##### GIVEN RECORDS
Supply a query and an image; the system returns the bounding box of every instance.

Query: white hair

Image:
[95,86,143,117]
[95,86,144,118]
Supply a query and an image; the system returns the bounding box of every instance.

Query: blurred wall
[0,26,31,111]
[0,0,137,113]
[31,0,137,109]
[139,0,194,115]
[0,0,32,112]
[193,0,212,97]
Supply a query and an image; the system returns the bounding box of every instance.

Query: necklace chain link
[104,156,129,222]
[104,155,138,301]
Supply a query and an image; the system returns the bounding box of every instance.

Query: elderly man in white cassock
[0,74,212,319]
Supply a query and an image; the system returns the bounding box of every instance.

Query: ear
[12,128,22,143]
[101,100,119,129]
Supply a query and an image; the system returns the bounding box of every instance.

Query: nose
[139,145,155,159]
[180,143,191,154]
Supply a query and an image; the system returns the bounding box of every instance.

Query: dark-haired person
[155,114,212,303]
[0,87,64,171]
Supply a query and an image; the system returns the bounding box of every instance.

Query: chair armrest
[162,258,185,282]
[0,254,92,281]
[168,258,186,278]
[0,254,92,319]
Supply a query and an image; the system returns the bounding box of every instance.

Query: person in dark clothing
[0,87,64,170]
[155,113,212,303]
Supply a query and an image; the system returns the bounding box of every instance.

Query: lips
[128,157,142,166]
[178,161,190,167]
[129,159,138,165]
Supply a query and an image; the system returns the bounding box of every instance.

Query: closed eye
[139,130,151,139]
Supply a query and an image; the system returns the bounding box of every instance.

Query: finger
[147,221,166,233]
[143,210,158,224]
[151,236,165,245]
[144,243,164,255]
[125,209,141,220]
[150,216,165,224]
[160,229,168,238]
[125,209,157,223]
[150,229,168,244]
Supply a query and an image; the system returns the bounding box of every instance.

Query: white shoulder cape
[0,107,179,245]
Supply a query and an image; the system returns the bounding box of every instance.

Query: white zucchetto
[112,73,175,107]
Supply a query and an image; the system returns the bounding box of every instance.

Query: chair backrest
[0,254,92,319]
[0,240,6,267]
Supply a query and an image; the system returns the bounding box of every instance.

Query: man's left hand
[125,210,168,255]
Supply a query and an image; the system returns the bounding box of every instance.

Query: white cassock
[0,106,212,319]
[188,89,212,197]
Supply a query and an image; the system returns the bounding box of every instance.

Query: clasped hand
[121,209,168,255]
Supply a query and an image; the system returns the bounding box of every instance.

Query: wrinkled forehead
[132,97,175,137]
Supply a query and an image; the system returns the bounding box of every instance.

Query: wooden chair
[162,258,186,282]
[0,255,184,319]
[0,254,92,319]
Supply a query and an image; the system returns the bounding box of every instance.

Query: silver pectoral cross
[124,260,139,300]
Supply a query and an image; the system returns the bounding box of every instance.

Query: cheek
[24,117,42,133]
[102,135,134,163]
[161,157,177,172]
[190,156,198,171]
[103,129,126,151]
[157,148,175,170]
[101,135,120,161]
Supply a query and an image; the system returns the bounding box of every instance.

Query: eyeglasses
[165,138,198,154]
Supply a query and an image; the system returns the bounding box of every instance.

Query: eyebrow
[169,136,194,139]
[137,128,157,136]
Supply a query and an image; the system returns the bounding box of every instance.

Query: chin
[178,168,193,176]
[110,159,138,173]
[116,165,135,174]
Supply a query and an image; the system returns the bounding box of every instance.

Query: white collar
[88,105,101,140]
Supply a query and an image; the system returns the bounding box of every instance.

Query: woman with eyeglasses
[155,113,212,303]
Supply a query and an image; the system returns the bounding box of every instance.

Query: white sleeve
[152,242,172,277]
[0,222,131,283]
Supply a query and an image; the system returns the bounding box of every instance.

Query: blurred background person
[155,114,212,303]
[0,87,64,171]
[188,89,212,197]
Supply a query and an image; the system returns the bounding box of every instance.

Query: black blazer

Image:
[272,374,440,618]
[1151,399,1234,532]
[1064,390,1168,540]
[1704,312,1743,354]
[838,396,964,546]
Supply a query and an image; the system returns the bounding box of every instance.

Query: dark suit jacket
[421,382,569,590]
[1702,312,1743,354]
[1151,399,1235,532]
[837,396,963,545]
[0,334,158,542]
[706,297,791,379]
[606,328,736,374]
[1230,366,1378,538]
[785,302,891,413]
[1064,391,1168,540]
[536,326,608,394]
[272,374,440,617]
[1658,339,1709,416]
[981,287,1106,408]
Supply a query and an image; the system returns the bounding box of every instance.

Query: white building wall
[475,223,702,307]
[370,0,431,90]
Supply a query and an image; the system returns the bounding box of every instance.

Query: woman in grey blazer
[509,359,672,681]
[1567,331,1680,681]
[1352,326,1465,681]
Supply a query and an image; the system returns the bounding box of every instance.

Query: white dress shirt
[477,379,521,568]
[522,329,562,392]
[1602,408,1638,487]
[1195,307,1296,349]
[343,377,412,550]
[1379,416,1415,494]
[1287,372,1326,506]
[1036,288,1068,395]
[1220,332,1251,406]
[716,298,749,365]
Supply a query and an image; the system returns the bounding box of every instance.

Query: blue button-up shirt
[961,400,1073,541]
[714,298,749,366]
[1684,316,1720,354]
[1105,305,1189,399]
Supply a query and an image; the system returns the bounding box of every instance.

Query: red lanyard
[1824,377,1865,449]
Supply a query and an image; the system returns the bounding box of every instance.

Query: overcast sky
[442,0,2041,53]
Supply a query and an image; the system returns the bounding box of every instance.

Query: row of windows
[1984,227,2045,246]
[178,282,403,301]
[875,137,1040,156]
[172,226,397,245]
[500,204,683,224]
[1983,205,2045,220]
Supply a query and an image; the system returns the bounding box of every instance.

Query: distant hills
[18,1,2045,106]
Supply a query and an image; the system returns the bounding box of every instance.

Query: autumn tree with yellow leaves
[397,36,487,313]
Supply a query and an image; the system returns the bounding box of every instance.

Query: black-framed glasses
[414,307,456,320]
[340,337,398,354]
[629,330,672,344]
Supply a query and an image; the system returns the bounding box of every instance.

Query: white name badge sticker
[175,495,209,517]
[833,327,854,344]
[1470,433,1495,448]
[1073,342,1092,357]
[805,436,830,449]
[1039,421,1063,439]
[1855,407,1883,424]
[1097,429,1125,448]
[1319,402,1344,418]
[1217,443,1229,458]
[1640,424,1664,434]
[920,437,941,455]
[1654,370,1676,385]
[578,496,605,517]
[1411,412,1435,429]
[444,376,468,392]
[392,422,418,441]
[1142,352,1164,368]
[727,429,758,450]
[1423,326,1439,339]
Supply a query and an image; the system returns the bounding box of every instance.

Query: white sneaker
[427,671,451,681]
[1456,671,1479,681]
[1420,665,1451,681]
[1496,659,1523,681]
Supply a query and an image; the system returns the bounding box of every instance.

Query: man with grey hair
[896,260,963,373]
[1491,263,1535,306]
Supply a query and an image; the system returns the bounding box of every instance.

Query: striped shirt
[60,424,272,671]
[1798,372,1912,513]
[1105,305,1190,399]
##########
## DIRECTIONS
The records above must be transcribed line for line, exactly.

## OUTPUT BELOW
Supply a query and an image; the system returns the bounding box of every instance.

Query: white hair

Image:
[95,86,143,117]
[95,86,144,118]
Supply a query and an image; the system returns the bounding box of every instance.

Query: blurred wall
[0,26,31,111]
[0,0,137,113]
[31,0,137,109]
[139,0,194,115]
[0,0,32,112]
[193,0,212,97]
Supply a query and an image; the system returns the bounding box of every instance.

Query: necklace chain link
[104,156,129,222]
[104,155,138,301]
Supply a query and an image; the system returns the bounding box of every instance.

Query: elderly man in white cassock
[0,74,212,319]
Supply a query and an image; the system returns the bounding box of every instance.

Query: ear
[12,128,22,143]
[101,100,119,129]
Supply a query and an image; the system returns the bounding box of every instance.

Query: nose
[139,145,155,159]
[180,143,191,154]
Supply a query and an image; the system returns the bounding box of every instance.

Query: dark-haired person
[155,114,212,303]
[0,87,64,171]
Supply a query and an image; the system returns the bounding box of every instance.

Query: chair armrest
[162,258,185,282]
[0,254,92,281]
[168,258,186,278]
[0,254,92,319]
Supply a query and an image; the system returns the bounding box of every instance.

Query: person in dark clothing
[0,87,64,170]
[155,113,212,303]
Supply a query and an image; the system returns the bounding box of every instance.

Query: lips
[128,157,142,166]
[178,161,190,167]
[129,159,138,165]
Supply a query and an image; the system returns the bounding box of every instance.

Query: closed eye
[139,130,151,139]
Supply a query and an image; the system returns the bounding box of every instance.

Query: finger
[147,221,166,233]
[143,210,158,224]
[151,236,165,245]
[144,243,164,255]
[125,209,141,220]
[150,216,165,224]
[160,229,168,238]
[125,209,157,223]
[150,229,168,244]
Supply a query and an image; the system returns the bounding box of every instance.

Query: white shoulder cape
[0,107,179,245]
Supply a query and an image; the system returns the bounding box of every instance.

Query: white zucchetto
[112,73,175,107]
Supply a query and an image; the system returns the bounding box of every instance.

Query: chair backrest
[0,254,92,319]
[0,240,6,267]
Supply a query and an image; the system returns the bounding box of every instance.

Query: man's left hand
[125,210,168,255]
Supply a query and an image; the system returns the bounding box of every instance.

Query: white cassock
[0,106,212,319]
[188,89,212,197]
Supply a query and an image; the system returns the bounding box of every instance.

Query: clasped hand
[121,209,168,255]
Supply a query and an image; the system returns the bounding box of every instance.

Query: wrinkled forehead
[132,97,175,137]
Supply a query and an image; the system returns the bounding box of every instance.

Query: wooden chair
[162,258,186,282]
[0,255,184,319]
[0,254,92,319]
Supply a query and an image; the system returns the bounding box of every instance.

Query: silver pectoral cross
[124,260,139,300]
Supply a query and an image; the system returns the bounding box of every instance.

Query: cheek
[24,117,42,133]
[102,135,134,163]
[161,157,177,172]
[190,156,198,171]
[103,129,126,151]
[157,148,175,170]
[101,135,120,161]
Supply a query and an image; the system returns the bounding box of every instance.

Query: eyeglasses
[165,138,198,154]
Supply a query and an image; the system returns the bounding box of every instance.

Query: eyebrow
[169,136,194,139]
[137,128,157,136]
Supply a query and an image; the system returns the bounding box of every instance.

Query: chin
[178,168,193,176]
[110,159,138,173]
[116,165,135,174]
Supply a query and an image; the system returns the bounding box of every instance.

Query: white collar
[88,105,101,140]
Supply a query and an image; the system returns the bounding box of every instance.

Query: woman with eyeglasses
[155,113,212,303]
Supply a query and an image; the system returns the bounding box of every instance.

Query: white sleeve
[152,242,172,277]
[0,222,131,283]
Supply a query and an image; the system returns the bounding box of every instance.

Query: blurred background person
[155,114,212,303]
[0,87,64,171]
[188,89,212,197]
Supply a query and an image; the system returns the bounding box of every instance.

Query: black blazer

Image:
[272,374,440,618]
[1151,399,1234,532]
[1064,390,1168,540]
[1704,312,1743,354]
[838,396,964,546]
Supply a query and an image; the system returns the bounding box of every instance.

Query: dark suit jacket
[421,382,569,590]
[1702,312,1743,354]
[1151,399,1235,532]
[837,396,963,545]
[0,334,158,542]
[706,297,791,379]
[606,328,736,374]
[1230,366,1378,538]
[785,302,891,413]
[1064,391,1168,540]
[536,326,608,394]
[272,374,440,617]
[1658,339,1709,416]
[981,287,1106,408]
Supply a query and an image; the system returns the bounding box of every instance.

Query: white building wall
[475,223,702,307]
[370,0,431,90]
Supply a query and an image; the system returns the bounding box of every instance.

Query: woman in grey blazer
[509,359,672,681]
[1567,331,1680,681]
[1352,326,1465,681]
Supply a query and an image; the system returns the bounding box of every instance.

Query: white dress shirt
[477,379,521,568]
[522,329,562,392]
[1602,408,1638,487]
[1195,307,1296,349]
[343,377,412,550]
[1379,416,1415,494]
[1287,372,1326,506]
[1036,288,1068,395]
[1220,332,1251,406]
[716,298,749,365]
Supply a query and an image; the system returns the bounding box of every instance.

Query: blue button-up shirt
[961,400,1073,541]
[714,298,749,366]
[1684,316,1720,354]
[1105,305,1189,399]
Supply a query and an image; the system returns the bounding box of every instance.

Query: red lanyard
[1824,377,1865,449]
Supply a query and an image; the system returns the bounding box of every instance.

Query: overcast sky
[442,0,2041,53]
Supply a query and an image; the system returns the bounding box of every instance.

Query: row of windows
[1984,227,2045,246]
[178,282,403,301]
[875,137,1040,156]
[172,226,397,245]
[500,204,683,224]
[1983,205,2045,220]
Supply a query and an image; the system returns the bounding box of every instance.

Query: distant hills
[18,1,2045,106]
Supply a query and an image; the system returns the bounding box of every instance.

Query: autumn tree with yellow leaves
[397,36,487,313]
Supply a query and an image; the system returns the bounding box of every instance.

Query: black-framed glasses
[414,307,456,320]
[340,337,398,354]
[629,330,672,344]
Supply a query and an image; the system returns the bounding box of every instance.

Query: white name badge sticker
[175,495,209,517]
[833,327,854,344]
[1470,433,1495,448]
[1073,342,1092,357]
[805,436,830,449]
[1039,421,1063,439]
[1855,407,1883,424]
[1097,429,1125,448]
[1319,402,1344,418]
[1217,443,1229,458]
[1640,424,1664,434]
[920,437,941,455]
[1654,370,1676,385]
[578,496,605,517]
[1411,412,1435,429]
[444,376,468,392]
[392,422,418,441]
[1142,352,1164,368]
[727,429,758,450]
[1423,326,1439,339]
Supply a query and an image; the system returns the bounding box of every instance.

Query: white sneaker
[427,671,451,681]
[1456,671,1479,681]
[1420,665,1451,681]
[1496,659,1523,681]
Supply a query and an image; the system returns the bounding box of every instance.

Query: man with grey hair
[896,260,963,373]
[1491,263,1535,306]
Supply a query and an image; the system returns the bounding box of every instance.

Query: striped shirt
[60,424,272,671]
[1798,372,1912,513]
[1105,305,1190,399]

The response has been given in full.